> [DO THIS]: Copy word for word everything from the start of the records below down to the line containing "(116, 69), (158, 111)", including both ends. Leave the pictures out of your copy.

Extracted records:
++++

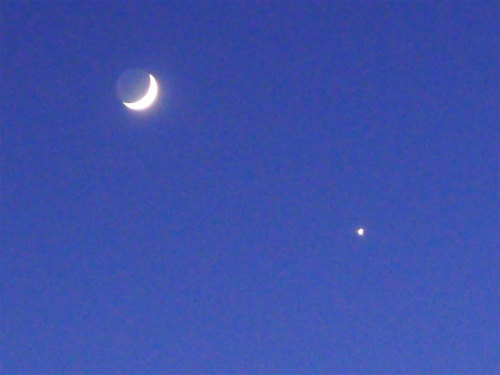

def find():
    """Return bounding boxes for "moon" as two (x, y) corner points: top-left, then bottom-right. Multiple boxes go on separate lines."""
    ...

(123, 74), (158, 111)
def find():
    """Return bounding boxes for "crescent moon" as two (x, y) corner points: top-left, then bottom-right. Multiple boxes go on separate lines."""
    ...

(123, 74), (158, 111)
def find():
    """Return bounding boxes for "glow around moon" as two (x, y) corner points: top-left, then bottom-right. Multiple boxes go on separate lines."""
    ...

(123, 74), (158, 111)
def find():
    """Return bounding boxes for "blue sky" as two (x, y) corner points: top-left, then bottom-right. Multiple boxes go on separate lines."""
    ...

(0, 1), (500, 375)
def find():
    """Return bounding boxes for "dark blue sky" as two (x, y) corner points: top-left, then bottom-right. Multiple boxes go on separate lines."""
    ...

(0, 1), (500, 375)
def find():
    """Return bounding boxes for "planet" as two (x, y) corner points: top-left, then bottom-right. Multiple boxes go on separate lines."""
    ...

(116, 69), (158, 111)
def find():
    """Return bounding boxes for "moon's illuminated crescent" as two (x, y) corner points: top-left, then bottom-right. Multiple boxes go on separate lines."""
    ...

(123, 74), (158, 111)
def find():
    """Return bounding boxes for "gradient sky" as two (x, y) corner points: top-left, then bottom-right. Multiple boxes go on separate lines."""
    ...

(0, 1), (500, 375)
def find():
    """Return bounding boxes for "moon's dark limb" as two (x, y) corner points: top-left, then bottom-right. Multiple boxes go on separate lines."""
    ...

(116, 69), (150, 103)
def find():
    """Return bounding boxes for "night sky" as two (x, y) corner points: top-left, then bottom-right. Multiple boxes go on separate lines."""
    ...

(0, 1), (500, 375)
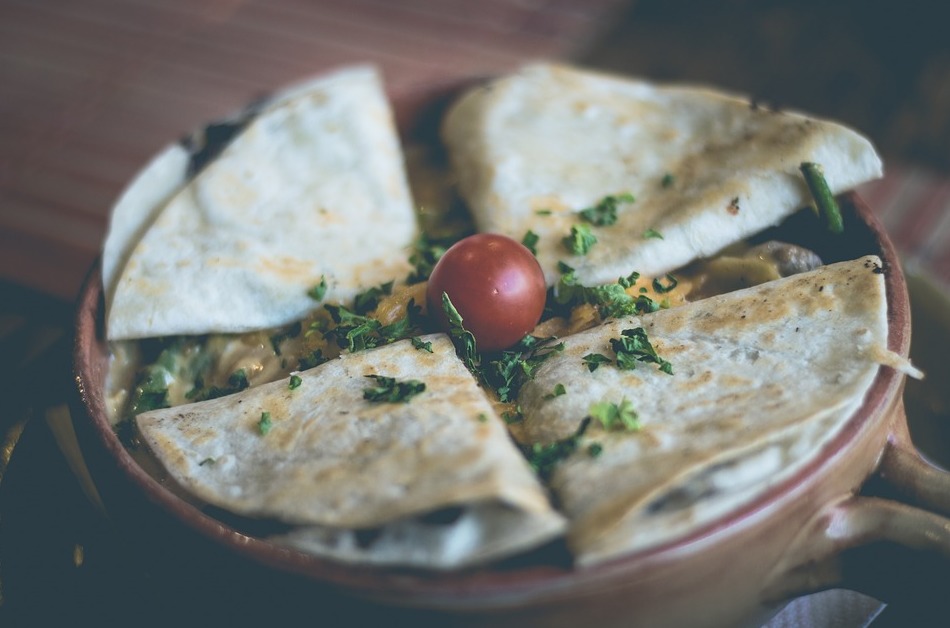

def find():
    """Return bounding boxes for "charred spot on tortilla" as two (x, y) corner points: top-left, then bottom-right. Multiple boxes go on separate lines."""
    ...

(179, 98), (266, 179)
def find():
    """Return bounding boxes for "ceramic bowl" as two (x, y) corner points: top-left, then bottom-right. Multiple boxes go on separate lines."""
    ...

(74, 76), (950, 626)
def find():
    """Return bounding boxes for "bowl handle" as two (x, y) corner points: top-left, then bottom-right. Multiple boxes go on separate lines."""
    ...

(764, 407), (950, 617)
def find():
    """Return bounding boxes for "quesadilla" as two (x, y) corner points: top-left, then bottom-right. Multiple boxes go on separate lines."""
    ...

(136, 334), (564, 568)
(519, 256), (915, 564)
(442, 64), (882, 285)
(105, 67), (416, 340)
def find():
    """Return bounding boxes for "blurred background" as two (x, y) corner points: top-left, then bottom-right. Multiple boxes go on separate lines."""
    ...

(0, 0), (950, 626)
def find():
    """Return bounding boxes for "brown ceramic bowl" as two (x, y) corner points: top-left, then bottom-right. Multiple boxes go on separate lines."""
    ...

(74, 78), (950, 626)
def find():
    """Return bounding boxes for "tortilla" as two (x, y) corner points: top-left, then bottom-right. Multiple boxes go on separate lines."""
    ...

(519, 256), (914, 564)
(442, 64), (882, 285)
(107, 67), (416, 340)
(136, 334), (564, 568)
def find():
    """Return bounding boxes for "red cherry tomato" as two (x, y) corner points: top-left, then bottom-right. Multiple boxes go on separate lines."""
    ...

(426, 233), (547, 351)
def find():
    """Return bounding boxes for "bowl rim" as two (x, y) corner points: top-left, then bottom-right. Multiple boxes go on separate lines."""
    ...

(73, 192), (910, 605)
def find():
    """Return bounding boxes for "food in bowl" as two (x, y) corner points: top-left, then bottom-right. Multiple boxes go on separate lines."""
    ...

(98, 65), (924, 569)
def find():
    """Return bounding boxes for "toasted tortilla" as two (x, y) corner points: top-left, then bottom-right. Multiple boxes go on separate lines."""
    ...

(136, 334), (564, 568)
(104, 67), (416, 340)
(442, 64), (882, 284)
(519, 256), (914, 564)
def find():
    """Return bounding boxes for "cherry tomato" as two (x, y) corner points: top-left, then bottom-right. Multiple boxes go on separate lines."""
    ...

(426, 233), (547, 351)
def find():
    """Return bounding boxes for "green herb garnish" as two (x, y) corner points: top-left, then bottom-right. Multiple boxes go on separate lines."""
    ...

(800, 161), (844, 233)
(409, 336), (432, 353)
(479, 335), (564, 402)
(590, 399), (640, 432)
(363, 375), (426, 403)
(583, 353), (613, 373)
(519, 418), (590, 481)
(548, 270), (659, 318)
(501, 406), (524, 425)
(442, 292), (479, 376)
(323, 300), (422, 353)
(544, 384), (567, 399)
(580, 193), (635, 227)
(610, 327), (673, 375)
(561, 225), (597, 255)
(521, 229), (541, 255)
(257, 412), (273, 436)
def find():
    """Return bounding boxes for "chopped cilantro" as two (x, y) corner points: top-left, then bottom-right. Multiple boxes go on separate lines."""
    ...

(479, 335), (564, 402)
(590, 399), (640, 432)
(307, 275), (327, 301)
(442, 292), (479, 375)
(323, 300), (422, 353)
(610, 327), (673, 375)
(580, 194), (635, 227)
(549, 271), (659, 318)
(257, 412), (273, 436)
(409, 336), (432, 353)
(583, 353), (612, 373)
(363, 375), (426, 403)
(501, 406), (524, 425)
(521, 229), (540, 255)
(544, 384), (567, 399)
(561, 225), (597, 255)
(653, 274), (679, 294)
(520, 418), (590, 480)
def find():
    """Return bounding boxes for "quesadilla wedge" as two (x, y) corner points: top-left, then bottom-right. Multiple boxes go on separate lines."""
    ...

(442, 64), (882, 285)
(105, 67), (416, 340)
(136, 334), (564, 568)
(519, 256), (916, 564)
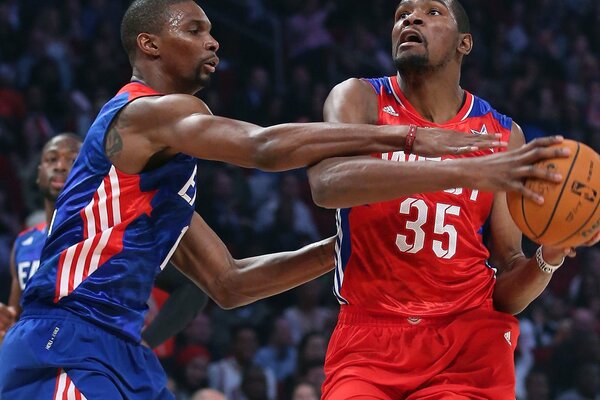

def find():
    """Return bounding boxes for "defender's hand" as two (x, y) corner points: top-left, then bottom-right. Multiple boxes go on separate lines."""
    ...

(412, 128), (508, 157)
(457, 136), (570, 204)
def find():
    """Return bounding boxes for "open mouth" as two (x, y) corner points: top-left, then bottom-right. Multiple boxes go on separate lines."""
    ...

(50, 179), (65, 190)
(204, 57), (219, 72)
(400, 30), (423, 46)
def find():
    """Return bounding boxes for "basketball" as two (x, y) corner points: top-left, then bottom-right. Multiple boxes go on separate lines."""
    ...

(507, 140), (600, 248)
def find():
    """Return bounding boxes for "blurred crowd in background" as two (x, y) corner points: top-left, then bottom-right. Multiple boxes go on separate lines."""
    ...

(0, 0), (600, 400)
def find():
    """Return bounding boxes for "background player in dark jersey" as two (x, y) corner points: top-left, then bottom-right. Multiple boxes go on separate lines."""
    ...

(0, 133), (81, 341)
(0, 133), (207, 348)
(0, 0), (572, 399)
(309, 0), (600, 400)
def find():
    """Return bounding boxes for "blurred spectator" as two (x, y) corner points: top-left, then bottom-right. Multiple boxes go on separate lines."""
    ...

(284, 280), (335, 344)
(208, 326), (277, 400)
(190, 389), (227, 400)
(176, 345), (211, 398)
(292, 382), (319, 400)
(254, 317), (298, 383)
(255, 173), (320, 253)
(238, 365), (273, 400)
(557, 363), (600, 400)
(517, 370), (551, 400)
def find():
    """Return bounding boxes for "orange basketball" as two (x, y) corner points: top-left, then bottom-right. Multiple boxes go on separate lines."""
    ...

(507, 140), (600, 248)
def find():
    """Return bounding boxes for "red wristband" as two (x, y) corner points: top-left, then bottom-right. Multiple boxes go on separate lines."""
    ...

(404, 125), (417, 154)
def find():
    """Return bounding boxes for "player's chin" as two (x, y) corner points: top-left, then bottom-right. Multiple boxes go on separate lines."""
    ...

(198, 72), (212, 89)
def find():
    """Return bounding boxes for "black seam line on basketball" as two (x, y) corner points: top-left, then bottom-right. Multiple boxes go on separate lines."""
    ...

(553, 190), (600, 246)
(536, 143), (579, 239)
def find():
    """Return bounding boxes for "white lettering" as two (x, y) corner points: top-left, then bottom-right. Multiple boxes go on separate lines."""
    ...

++++

> [COMPLETE RESPONSE]:
def find():
    """Return bounding boxes for "moon" as two (x, y) corner points: top-left, then bottom-right. Multiple boxes go on separate lines."""
    ...

(123, 74), (158, 111)
def find():
    """Return bounding boxes for "crescent moon" as two (x, y) corner points: top-left, then bottom-right. Multiple boxes go on separate lines."""
    ...

(123, 74), (158, 111)
def find():
    """Return bounding boxes for "glow around moon" as two (x, y) corner points: top-left, then bottom-right. Multiple boxes go on separate lines."""
    ...

(123, 74), (158, 111)
def find():
    """Return bounding boxes for "blue sky" as two (x, y) corner points: top-left, then bottom-right. Multiple boxes go on separate lines."""
    ...

(0, 1), (500, 375)
def find():
    """Return bounding boxes for "dark blue sky" as two (x, y) corner points: top-left, then bottom-right. Multiple boxes go on separate lines."""
    ...

(0, 1), (500, 375)
def find():
    """Return bounding boxes for "planet" as two (x, y) corner points: top-left, then bottom-right. Multiple boxes go on separate lines."""
    ...

(116, 69), (158, 111)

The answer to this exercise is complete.